Exercise objective: Add -63 to every coordinate in the answers, then reproduce the stretch from the row containing "Place a point on every instance of the side" through the end of the rows, with the requests kept as they are.

Data rows:
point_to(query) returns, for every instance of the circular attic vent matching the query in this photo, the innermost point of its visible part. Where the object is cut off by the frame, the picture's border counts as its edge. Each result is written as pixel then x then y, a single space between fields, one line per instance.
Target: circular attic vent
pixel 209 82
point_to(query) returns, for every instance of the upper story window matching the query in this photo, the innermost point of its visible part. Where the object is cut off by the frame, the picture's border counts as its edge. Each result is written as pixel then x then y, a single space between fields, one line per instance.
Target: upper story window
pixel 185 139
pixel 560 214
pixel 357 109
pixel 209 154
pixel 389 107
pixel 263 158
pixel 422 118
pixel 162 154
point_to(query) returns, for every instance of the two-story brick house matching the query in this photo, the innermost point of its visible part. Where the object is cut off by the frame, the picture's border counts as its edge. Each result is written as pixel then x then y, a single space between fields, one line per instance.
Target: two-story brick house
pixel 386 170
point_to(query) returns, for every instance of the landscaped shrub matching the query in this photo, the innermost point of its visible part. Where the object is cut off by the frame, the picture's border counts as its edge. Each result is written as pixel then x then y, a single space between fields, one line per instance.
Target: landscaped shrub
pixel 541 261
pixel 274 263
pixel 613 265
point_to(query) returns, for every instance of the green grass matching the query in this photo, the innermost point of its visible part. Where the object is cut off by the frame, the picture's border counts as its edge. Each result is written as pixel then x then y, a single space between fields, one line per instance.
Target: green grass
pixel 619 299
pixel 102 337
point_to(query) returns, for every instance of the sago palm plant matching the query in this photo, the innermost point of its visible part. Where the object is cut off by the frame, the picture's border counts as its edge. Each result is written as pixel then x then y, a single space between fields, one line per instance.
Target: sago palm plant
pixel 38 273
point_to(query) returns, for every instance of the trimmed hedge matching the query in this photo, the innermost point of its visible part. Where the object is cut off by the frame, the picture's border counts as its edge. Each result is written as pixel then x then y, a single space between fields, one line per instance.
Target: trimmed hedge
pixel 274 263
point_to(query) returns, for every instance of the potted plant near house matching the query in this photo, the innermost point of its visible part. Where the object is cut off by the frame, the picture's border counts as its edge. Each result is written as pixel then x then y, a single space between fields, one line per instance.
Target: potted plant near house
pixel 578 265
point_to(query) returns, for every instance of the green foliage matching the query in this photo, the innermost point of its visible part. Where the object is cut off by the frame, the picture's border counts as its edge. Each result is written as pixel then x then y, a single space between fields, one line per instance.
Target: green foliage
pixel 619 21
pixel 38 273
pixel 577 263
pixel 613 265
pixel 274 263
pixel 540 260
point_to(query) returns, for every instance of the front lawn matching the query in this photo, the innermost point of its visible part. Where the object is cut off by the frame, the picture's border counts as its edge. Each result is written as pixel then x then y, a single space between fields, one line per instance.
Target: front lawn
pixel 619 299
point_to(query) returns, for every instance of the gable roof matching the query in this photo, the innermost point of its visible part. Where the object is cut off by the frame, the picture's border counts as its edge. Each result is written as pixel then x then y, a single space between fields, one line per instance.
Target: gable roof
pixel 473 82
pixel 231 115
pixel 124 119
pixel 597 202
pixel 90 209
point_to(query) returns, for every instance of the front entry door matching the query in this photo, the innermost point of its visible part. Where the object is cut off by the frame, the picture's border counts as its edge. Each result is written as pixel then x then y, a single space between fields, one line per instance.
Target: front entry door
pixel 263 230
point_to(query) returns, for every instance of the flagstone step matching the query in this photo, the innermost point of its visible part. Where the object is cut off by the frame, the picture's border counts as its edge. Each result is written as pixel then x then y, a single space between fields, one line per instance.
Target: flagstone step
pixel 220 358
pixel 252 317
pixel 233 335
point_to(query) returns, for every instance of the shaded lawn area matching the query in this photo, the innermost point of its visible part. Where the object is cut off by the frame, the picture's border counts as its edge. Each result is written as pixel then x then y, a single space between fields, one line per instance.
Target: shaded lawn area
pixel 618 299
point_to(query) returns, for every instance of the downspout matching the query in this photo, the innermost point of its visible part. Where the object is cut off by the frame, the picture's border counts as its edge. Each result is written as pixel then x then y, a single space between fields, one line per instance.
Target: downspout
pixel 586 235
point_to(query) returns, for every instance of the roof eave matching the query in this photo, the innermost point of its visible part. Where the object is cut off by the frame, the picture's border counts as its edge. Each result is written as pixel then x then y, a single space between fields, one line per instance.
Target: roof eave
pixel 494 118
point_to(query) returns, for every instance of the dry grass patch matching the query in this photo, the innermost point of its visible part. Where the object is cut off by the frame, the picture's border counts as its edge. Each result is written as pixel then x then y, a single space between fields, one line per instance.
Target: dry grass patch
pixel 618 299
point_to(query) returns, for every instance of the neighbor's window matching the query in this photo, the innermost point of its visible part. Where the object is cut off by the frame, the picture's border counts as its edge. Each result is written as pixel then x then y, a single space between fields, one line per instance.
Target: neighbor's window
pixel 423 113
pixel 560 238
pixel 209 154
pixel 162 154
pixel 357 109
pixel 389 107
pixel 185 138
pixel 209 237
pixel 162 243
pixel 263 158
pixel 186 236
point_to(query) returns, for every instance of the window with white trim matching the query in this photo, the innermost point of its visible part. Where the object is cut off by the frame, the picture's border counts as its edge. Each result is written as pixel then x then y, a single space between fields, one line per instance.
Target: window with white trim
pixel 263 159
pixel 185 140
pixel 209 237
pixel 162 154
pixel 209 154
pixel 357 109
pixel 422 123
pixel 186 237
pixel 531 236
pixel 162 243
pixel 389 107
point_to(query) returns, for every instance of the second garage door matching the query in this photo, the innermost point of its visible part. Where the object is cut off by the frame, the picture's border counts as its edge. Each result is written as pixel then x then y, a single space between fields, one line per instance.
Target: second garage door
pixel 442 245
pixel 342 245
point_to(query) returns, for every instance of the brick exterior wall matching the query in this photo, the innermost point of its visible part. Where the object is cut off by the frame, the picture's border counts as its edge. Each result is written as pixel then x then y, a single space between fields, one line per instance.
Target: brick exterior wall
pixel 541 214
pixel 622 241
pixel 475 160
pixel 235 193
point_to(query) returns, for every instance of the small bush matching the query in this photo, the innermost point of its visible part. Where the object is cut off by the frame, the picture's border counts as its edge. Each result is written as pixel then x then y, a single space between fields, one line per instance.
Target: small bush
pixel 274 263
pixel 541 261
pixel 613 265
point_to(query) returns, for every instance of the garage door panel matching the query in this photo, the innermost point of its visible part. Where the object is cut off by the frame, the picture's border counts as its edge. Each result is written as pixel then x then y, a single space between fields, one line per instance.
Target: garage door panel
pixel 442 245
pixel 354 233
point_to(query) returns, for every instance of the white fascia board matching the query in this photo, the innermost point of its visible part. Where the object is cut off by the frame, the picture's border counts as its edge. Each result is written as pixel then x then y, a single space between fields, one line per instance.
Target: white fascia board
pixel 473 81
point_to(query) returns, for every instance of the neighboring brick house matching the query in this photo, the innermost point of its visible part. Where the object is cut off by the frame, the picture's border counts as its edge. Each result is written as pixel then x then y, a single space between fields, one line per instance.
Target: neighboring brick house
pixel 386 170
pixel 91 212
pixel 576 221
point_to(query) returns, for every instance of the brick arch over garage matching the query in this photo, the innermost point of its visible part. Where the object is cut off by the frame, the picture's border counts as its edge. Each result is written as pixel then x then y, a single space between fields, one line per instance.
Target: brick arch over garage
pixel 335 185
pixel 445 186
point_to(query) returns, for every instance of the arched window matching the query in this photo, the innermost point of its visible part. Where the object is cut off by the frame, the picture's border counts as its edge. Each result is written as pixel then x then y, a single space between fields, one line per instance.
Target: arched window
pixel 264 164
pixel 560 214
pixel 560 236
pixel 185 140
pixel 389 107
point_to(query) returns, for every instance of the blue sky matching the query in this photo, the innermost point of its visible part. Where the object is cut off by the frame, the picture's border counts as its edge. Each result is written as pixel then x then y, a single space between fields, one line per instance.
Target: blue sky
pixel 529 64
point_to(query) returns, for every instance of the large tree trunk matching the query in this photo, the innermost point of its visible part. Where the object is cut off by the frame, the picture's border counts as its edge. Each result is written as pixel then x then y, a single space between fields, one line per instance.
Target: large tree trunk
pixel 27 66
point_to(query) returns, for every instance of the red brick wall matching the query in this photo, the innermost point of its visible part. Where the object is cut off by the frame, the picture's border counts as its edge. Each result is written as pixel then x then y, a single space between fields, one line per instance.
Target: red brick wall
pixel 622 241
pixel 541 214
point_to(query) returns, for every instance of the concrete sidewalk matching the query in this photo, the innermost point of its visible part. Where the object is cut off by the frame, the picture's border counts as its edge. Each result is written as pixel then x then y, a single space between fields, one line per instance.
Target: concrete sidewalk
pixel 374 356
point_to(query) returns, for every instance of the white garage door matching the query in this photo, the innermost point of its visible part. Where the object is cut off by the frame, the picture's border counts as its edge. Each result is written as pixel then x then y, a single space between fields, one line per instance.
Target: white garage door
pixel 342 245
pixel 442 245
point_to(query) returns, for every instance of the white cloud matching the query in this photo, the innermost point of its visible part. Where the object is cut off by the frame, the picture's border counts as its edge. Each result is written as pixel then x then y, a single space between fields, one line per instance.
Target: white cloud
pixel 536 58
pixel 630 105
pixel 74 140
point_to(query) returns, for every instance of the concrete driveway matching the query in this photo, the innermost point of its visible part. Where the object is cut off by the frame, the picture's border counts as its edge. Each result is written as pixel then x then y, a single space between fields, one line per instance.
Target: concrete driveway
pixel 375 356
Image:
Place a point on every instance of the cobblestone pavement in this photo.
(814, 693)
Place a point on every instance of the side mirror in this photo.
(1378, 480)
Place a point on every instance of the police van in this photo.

Result for this exercise:
Place a point on every instance of the side mirror in this photo.
(1315, 417)
Place a point on every instance of the police van in this photo.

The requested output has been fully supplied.